■ EXTRACTED INFORMATION
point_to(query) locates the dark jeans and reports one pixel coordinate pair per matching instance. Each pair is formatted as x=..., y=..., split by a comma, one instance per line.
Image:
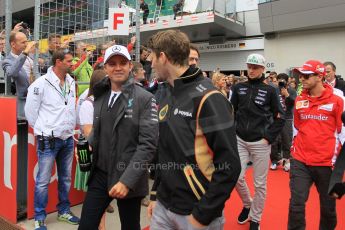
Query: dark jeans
x=97, y=200
x=301, y=179
x=283, y=143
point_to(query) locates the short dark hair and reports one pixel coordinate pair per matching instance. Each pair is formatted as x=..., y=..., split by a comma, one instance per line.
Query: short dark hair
x=331, y=64
x=173, y=43
x=51, y=36
x=193, y=47
x=273, y=73
x=13, y=36
x=60, y=55
x=136, y=66
x=283, y=76
x=142, y=49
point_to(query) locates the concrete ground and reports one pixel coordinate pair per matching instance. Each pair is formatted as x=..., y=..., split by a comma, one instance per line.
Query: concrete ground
x=112, y=220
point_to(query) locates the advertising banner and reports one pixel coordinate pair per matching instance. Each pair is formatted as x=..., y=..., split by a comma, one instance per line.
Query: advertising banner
x=76, y=197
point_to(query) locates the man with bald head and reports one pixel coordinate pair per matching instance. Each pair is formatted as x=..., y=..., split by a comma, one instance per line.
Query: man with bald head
x=13, y=67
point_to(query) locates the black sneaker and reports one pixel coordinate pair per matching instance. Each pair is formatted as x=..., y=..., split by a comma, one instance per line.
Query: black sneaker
x=254, y=225
x=244, y=216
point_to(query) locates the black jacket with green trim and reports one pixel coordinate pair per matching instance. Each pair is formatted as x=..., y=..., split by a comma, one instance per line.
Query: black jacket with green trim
x=259, y=113
x=198, y=162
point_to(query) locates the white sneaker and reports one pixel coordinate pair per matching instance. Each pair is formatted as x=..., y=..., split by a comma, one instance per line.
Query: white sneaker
x=273, y=166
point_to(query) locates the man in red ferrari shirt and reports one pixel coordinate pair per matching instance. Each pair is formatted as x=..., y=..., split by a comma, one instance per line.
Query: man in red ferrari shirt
x=317, y=119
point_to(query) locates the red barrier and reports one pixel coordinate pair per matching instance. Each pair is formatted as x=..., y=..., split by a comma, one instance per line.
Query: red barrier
x=8, y=159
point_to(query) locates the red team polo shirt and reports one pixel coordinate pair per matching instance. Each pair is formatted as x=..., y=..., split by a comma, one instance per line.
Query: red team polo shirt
x=318, y=123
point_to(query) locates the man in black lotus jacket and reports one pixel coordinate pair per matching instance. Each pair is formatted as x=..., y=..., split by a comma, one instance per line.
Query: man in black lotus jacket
x=124, y=139
x=198, y=162
x=259, y=120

■ DESCRIPTION OF THE TASK
The lines above from the one with "point_to(query) locates the black jacket" through the one with "point_to(query) locates the red barrier" are to be duplicated exactly, ends included, with nothing added.

■ SOLUTION FOR THIS TASK
point_to(query) locates the black jacket with green trim and reports one pixel coordinate pair per matching instance. Each pair is formatted as x=..., y=..., split by a comma, one instance per line.
Query: black jacket with green trim
x=259, y=113
x=198, y=162
point_to(query) locates the white sneaker and reports one pixel coordinate pair per matching instance. Each pair is formatted as x=..., y=..., split by a comma, one instance per line.
Query: white sneaker
x=273, y=166
point_to(query) locates the man in red ferrari shirt and reports one pixel coordinate pair per matching instance. Each pair is formatted as x=..., y=..., split by a comma, one instance per line.
Query: man in red ferrari shirt
x=317, y=119
point_to(query) locates the red barrier and reports one pixel coordinate pair per matching instance. Each pair is formatted as x=..., y=..., split by a comma, one instance per line.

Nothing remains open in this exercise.